Working data |
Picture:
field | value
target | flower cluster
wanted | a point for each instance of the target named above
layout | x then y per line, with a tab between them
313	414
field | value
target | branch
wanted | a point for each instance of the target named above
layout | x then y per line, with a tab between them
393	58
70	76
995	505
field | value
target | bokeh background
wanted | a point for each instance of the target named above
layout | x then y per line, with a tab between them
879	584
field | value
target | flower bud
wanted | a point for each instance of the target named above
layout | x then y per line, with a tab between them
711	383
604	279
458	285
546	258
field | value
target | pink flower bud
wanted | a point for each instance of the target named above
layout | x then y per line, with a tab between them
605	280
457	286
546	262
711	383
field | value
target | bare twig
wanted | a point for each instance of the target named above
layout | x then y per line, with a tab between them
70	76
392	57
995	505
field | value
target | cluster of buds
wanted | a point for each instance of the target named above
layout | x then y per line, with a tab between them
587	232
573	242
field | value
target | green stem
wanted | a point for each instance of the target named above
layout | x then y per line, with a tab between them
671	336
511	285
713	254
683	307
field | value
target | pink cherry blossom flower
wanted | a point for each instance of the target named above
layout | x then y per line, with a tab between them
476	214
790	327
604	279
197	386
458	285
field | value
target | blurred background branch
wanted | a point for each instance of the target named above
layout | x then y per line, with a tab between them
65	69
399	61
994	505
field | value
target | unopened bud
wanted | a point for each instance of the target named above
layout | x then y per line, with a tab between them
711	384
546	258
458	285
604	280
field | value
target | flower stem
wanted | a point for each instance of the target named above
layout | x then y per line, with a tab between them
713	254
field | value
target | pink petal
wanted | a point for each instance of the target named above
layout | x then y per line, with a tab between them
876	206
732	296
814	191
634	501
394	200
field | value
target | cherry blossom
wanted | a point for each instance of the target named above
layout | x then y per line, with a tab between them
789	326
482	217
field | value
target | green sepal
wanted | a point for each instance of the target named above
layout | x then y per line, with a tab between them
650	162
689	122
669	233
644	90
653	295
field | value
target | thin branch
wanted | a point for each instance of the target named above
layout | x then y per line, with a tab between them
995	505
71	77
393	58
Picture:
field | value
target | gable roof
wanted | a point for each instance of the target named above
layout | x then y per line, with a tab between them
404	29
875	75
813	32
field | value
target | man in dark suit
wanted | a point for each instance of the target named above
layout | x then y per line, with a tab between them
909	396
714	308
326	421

The exercise | Gather every line of the data above that contains the word "green".

The reply |
target | green stem
target | green sepal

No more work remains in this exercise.